What to produce -
What you return must match the records exactly, line for line.

Stored dataset items:
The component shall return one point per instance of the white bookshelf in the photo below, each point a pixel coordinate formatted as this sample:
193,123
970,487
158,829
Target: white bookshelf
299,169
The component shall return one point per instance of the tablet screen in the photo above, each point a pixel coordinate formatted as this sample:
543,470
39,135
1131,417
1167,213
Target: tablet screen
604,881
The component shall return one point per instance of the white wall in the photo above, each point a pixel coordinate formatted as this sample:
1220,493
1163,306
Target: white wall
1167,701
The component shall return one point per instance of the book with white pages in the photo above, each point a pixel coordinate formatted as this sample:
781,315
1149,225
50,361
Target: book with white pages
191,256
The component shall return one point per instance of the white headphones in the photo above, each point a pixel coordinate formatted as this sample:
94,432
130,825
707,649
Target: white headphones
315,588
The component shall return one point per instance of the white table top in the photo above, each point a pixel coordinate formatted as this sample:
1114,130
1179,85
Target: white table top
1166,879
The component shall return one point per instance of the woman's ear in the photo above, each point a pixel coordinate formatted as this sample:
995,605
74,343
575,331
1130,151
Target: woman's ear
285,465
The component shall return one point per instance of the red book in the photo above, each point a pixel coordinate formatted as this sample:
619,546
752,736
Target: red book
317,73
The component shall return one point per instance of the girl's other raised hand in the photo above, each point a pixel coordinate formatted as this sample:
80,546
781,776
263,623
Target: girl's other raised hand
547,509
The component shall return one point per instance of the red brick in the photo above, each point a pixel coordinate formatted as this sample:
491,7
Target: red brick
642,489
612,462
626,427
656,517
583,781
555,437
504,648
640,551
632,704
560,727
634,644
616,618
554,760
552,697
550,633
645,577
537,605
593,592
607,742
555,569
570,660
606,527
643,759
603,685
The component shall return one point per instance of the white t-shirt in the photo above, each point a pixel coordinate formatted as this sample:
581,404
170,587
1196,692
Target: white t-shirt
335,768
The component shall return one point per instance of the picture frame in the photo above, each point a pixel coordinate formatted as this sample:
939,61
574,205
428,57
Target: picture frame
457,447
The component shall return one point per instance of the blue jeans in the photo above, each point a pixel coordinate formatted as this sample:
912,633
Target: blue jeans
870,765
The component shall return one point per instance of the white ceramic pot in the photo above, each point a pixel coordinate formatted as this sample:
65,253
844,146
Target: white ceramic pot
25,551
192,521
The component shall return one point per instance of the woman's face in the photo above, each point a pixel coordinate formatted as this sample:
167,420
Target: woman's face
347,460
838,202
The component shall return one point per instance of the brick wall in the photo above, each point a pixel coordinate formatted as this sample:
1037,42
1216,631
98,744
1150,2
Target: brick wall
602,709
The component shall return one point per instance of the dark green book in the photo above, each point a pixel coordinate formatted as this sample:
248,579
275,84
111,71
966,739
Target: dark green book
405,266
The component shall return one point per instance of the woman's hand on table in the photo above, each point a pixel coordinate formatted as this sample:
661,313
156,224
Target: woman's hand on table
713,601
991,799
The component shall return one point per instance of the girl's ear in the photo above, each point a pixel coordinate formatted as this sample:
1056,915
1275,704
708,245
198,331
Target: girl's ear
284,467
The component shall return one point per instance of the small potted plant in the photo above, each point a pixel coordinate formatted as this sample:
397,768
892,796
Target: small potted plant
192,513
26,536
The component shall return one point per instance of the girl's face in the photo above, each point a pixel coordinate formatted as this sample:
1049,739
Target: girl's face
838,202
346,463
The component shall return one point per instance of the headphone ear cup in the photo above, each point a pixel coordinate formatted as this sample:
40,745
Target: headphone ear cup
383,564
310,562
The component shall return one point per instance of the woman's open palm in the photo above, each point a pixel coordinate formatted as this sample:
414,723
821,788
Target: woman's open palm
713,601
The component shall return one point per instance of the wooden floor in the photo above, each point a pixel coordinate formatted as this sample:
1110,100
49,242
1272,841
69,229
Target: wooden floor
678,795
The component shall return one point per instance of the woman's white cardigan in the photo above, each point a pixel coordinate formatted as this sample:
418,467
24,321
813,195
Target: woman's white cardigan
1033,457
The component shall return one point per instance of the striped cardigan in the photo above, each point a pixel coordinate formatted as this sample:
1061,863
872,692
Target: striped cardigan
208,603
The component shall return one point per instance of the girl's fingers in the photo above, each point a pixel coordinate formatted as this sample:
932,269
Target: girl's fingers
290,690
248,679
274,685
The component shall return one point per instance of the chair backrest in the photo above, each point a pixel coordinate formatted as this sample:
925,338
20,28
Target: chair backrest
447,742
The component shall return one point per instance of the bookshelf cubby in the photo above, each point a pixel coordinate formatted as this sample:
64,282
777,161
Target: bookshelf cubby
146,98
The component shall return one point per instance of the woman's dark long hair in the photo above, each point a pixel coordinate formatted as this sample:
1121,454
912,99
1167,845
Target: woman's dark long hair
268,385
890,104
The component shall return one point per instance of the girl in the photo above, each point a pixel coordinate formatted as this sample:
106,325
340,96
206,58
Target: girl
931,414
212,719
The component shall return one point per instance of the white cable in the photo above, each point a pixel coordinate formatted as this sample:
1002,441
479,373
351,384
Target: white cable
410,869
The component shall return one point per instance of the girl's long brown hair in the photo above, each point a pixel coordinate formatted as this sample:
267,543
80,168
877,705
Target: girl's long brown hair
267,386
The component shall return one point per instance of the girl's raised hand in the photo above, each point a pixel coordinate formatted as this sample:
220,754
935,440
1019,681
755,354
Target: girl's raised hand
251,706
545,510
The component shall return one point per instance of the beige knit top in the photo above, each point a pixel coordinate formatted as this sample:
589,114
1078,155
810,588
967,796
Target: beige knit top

Task output -
The component shall return one point per instance of the white bookshelf in the photo below, each point a pixel coordinate formatted as this sample:
193,123
970,487
158,829
Target: white bookshelf
299,169
The component shall return one point per instance of the tablet screen in the photo above, each point a pixel coordinate formatted as this sample:
543,470
39,135
1131,417
1167,213
Target: tablet screen
604,881
The component shall return one point per instance of the white wall in the photo above, each point a pixel coordinate formatted as this sample:
1220,493
1163,306
Target: white wall
1167,701
The component shall return one point per instance of the book with white pages in the photo above, each point a pixel coordinate formatted as this sample:
781,315
1149,225
50,361
Target: book with white pages
191,256
The component shall return one point per instance of the white headphones in the photo above, each point a pixel coordinate formatted as this sample:
94,432
130,825
707,649
Target: white headphones
315,588
The component shall return one point per instance of the white table top in the photo above, each point a pixel coordinate formatted as this sample:
1114,130
1179,85
Target: white table top
1166,879
The component shall return one point per instance of the woman's ear in the photo above, each point a pixel coordinate formatted as this sample:
995,605
74,343
575,331
1130,151
Target: woman's ear
285,465
The component shall return one point per instance of the red book in the photo above, each point a pixel coordinate formatted as this sample:
619,546
752,736
Target: red book
317,73
The component shall return one point per instance of the girl's other raised hand in the photo above, each point a pixel coordinate formatted as this sample:
80,546
781,776
263,623
Target: girl's other raised hand
547,509
The component shall return one point per instance of the red brick in the photo above, each point a pixel coordinate formatted as this sample:
491,7
Target: red brick
642,489
612,462
626,427
656,517
583,781
555,437
504,648
640,551
632,704
560,727
634,644
616,618
554,760
552,697
550,633
645,577
537,605
593,592
607,742
555,569
570,660
606,527
643,759
603,685
The component shall return one point per instance of the white t-shirt in the photo above, each point a pixel coordinate formatted as this sample:
581,404
170,587
1196,692
Target: white t-shirt
335,768
The component shall return one point per instance of the picture frame in the photo above, each point a pixel coordinate formatted as this sample:
939,61
574,205
428,57
Target: picture frame
457,447
The component shall return one point per instance of the blue jeans in the photo above, each point a pixel coordinate formatted as this sample:
912,633
Target: blue jeans
870,765
The component shall return one point per instance of the white ceramic pot in the photo above, each point a pixel coordinate formatted as this sample:
65,253
844,146
Target: white ceramic pot
25,551
192,521
The component shall return one point per instance of the woman's face in the photo above, each point a pixel coordinate formatted as this sample:
167,420
Target: woman's face
347,460
838,202
The component shall return one point per instance of the brick wall in the photo above, each point a pixel coordinate formatted as this sample:
1037,42
1216,631
98,744
1150,2
Target: brick wall
602,709
The component shall return one point per instance of the dark green book in the photo above, each point a pixel coordinate formatted as this sample:
248,579
275,84
111,71
966,739
Target: dark green book
405,266
The component shall return one point per instance of the woman's hand on table in the photo above, each point a pixel coordinate formatted as this sample:
661,313
156,224
Target: woman's hand on table
713,601
991,799
The component shall return one point per instance of the girl's ear in the photo above, each point a pixel coordinate formatted as this sample:
1056,915
1275,704
708,245
198,331
Target: girl's ear
284,467
The component shall return one point per instance of the small potted plant in the photo above, each point a pixel coordinate formatted as this sample:
397,768
892,796
Target: small potted plant
192,513
26,536
The component shall return one point per instance of the girl's face in the photo above, each point a pixel coordinate formatted as this sample:
1049,739
Target: girl's face
838,202
346,463
The component shall return one point per instance of the headphone ear cup in the photo above, each point a pixel coordinate formatted as this sample:
40,745
Target: headphone ear cup
383,564
310,562
The component shall return one point per instance of the woman's open palm in the photo above, each point a pixel coordinate formatted as this sample:
414,723
821,788
Target: woman's open palm
713,601
The component shall return one point per instance of the wooden floor in the photo above, each point a pixel coordinate formatted as this sample:
1110,100
49,242
1272,841
69,229
Target: wooden floor
678,795
The component shall return one point per instance of the woman's white cardigan in the photo above, each point a pixel coordinate formatted as this sample:
418,467
24,321
813,195
Target: woman's white cardigan
1033,457
The component shall return one point per instance of the striped cardigan in the photo above, each point a pixel coordinate formatted as this sample:
1061,863
872,692
Target: striped cardigan
208,603
The component shall return one point per instance of the girl's fingers in the photo above, each point a pixel coordinate formatted as this sample:
932,269
Target: girl's fingers
290,690
248,679
274,685
The component shall return one point per instance of the chair backrest in the photo above, each point a pixel coordinate formatted as this sample:
925,338
20,28
Target: chair backrest
447,742
The component shall return one point per instance of the bookshelf cubby in the photo above, each point a pixel coordinate formatted as this sample:
64,282
777,161
Target: bookshelf cubby
146,98
The component shall return one point per instance of the woman's dark long hair in the photo above, each point a pixel coordinate formatted as this sample:
1121,454
912,99
1167,845
Target: woman's dark long hair
268,385
890,104
The component shall return one point per instance of the girl in the photo above, each point a pixel coordinate formatted as this sample:
106,325
340,96
206,58
Target: girl
931,414
212,719
The component shall return one point per instance of the white cable in the photo above, each point a pixel coordinate formatted as this sample:
1002,441
479,373
351,384
Target: white cable
410,869
The component shall return one point per instance of the girl's long brown hair in the photo above, each point a pixel coordinate formatted as this sample:
267,543
80,168
877,705
Target: girl's long brown hair
267,386
The component shall return one point per instance of the girl's raised hand in the photo above, each point a pixel coordinate formatted as this sample:
220,754
935,440
1019,681
755,354
Target: girl's raised hand
251,706
545,510
The component shall return one point per instance of the beige knit top in the photo above, each point a pixel coordinate formatted as this sample:
589,114
1078,155
810,588
967,796
Target: beige knit top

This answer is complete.